Pull out every line of the data below that contains the word "window".
╭─ Exercise data
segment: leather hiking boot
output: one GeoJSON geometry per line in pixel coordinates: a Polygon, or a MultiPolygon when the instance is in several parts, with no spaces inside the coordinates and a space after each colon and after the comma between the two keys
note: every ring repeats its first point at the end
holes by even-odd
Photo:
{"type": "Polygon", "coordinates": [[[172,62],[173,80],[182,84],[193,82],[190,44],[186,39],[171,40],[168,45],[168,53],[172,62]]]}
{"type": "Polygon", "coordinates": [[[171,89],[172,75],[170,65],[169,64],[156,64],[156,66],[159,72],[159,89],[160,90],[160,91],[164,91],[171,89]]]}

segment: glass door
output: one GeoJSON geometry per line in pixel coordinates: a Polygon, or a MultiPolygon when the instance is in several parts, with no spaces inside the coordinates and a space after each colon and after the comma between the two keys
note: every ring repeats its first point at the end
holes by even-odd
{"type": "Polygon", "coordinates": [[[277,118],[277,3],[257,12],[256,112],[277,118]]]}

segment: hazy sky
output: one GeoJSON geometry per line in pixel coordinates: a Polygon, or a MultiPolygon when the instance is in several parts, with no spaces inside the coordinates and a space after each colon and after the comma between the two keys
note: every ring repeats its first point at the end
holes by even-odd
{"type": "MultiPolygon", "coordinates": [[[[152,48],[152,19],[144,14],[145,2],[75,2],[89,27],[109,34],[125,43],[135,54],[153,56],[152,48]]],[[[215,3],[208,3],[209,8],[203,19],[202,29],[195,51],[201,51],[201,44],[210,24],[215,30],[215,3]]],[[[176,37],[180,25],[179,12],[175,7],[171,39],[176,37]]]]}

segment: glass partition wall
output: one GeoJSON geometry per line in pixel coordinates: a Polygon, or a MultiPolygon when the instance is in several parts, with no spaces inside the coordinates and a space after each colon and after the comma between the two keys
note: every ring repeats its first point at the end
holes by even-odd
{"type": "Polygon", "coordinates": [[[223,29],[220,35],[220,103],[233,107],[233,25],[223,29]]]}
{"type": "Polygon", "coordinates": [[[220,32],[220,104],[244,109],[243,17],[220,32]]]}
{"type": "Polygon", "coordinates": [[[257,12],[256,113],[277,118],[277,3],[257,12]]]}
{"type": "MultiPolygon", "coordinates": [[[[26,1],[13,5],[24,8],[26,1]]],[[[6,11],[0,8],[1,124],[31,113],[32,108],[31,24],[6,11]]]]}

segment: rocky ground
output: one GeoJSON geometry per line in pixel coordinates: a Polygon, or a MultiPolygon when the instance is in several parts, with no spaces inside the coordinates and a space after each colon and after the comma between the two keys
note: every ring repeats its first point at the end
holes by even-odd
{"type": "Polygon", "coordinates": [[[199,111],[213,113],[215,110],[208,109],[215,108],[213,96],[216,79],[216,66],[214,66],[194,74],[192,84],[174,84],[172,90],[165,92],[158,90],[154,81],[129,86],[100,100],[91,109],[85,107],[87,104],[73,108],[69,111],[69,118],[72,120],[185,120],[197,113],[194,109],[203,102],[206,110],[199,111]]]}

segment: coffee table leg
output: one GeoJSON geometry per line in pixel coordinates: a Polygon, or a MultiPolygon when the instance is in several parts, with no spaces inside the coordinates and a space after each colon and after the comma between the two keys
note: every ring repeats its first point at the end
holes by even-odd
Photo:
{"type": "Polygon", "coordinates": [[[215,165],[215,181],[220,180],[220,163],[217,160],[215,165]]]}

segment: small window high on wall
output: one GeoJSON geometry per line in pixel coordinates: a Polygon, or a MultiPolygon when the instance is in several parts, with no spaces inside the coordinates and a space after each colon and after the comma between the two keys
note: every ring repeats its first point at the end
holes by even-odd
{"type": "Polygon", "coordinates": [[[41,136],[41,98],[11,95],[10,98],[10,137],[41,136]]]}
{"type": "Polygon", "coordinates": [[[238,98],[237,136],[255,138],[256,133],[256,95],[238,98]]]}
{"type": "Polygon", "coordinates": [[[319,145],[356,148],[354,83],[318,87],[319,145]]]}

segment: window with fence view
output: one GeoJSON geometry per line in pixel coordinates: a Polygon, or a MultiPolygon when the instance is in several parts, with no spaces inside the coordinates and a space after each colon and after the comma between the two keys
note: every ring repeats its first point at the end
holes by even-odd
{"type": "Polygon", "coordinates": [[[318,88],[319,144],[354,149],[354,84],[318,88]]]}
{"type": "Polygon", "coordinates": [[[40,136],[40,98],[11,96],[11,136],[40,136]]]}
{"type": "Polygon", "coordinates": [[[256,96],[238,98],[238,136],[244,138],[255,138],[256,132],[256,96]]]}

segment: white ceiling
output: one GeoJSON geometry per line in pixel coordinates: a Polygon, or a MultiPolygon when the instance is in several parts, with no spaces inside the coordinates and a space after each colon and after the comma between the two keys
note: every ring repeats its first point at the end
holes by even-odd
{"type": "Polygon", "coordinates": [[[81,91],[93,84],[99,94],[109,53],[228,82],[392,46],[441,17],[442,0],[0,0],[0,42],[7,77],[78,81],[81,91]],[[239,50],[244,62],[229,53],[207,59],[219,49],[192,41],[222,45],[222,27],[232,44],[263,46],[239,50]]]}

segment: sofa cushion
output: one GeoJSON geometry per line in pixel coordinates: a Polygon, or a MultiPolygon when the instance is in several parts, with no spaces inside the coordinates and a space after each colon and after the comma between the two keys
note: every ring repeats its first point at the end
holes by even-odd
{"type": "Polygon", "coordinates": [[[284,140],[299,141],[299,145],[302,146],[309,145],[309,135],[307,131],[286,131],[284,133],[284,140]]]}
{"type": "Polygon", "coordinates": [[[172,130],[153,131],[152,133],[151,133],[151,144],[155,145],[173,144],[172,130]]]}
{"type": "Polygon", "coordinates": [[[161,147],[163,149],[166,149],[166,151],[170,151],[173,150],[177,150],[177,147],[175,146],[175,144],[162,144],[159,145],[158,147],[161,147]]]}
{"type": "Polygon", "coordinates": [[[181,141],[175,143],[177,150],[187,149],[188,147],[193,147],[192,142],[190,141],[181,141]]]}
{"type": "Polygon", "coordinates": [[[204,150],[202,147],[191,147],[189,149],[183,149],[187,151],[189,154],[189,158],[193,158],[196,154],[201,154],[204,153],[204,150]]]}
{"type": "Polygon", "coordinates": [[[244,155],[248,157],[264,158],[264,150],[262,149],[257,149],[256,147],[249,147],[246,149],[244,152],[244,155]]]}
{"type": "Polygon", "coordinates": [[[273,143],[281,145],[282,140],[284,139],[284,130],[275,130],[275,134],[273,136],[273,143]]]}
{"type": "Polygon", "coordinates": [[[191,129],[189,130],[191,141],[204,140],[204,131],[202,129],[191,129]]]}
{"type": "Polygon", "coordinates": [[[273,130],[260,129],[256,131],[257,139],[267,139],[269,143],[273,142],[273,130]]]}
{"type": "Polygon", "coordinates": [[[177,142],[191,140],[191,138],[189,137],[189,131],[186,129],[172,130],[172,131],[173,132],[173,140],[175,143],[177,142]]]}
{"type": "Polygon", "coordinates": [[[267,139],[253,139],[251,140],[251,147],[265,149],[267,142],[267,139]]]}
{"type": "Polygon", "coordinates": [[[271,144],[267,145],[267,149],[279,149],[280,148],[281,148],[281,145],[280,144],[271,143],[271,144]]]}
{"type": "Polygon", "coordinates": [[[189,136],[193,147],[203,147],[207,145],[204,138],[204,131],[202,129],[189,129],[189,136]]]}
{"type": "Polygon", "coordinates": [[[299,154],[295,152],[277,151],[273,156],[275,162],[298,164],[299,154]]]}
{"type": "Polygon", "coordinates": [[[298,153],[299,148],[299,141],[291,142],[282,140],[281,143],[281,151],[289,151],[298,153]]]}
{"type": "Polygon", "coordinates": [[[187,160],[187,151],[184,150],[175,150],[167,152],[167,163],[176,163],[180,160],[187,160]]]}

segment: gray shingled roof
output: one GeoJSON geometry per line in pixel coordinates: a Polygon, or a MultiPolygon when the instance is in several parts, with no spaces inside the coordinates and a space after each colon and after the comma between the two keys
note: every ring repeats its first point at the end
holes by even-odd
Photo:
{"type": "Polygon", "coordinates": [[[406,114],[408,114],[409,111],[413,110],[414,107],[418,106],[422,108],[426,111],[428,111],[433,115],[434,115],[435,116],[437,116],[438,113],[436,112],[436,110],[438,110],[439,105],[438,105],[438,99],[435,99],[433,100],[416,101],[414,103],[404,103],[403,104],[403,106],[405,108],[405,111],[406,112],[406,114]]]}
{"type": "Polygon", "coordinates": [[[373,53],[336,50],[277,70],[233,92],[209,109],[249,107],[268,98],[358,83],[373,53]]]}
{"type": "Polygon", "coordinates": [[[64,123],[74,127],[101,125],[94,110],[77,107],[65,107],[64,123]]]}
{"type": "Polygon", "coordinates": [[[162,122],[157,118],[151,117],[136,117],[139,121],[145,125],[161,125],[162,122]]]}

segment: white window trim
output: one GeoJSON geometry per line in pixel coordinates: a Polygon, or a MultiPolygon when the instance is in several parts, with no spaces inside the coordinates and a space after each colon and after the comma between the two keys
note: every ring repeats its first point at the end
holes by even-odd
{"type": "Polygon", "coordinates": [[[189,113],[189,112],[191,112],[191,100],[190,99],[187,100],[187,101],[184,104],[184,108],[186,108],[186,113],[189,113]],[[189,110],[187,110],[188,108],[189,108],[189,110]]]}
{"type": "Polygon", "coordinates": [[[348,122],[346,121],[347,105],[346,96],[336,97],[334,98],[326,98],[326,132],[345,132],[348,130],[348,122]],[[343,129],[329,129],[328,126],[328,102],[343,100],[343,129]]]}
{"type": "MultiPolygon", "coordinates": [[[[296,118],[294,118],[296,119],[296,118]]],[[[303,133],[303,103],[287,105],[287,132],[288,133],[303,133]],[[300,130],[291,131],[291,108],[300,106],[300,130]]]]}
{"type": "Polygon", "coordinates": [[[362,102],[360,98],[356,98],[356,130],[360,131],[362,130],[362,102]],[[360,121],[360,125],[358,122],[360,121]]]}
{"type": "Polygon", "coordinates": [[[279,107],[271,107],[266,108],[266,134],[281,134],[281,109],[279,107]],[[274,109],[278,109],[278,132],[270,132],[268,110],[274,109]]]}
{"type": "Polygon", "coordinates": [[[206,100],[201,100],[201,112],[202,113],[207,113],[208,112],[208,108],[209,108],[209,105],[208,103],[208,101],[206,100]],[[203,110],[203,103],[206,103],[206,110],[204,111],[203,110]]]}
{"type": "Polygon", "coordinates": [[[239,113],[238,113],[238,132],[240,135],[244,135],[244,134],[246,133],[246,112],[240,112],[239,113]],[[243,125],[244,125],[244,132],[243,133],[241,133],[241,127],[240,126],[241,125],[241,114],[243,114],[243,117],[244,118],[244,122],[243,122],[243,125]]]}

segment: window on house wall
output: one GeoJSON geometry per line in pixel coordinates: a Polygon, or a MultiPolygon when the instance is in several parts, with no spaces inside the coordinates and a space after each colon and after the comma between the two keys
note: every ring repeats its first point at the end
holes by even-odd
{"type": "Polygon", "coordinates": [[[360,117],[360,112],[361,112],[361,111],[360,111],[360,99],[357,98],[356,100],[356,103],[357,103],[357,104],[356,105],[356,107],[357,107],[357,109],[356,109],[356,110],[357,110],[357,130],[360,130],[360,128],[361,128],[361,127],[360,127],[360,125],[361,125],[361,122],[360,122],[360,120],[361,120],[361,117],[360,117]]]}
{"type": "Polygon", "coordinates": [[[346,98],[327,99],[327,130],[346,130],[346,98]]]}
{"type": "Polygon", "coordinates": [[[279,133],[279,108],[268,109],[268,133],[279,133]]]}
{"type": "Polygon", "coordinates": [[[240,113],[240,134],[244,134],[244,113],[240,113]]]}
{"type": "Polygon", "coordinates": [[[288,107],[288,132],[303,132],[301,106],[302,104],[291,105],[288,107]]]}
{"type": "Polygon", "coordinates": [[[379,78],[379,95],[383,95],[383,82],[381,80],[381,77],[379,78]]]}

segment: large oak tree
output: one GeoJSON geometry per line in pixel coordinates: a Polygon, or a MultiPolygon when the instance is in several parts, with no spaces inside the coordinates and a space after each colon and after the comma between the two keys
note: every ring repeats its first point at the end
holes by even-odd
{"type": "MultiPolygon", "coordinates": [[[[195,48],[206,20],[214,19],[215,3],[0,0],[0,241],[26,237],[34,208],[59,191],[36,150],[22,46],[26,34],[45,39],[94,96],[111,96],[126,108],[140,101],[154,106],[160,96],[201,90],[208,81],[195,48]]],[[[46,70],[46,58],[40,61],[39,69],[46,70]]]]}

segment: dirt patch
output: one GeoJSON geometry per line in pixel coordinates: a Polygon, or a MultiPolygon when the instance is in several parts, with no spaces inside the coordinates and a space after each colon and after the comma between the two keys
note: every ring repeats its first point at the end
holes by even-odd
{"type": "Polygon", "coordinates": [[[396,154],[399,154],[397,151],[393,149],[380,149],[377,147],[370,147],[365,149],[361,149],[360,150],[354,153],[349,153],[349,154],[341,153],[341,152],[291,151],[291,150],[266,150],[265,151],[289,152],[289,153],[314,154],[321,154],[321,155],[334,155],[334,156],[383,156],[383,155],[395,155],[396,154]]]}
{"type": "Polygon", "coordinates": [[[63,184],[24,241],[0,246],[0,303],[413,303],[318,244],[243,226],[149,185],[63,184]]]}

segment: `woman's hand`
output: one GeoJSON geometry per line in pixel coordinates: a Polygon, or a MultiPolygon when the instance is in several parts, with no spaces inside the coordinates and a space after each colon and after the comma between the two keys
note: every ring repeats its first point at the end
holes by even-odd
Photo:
╰─
In response:
segment: small window high on wall
segment: window with fence view
segment: white window trim
segment: window on house wall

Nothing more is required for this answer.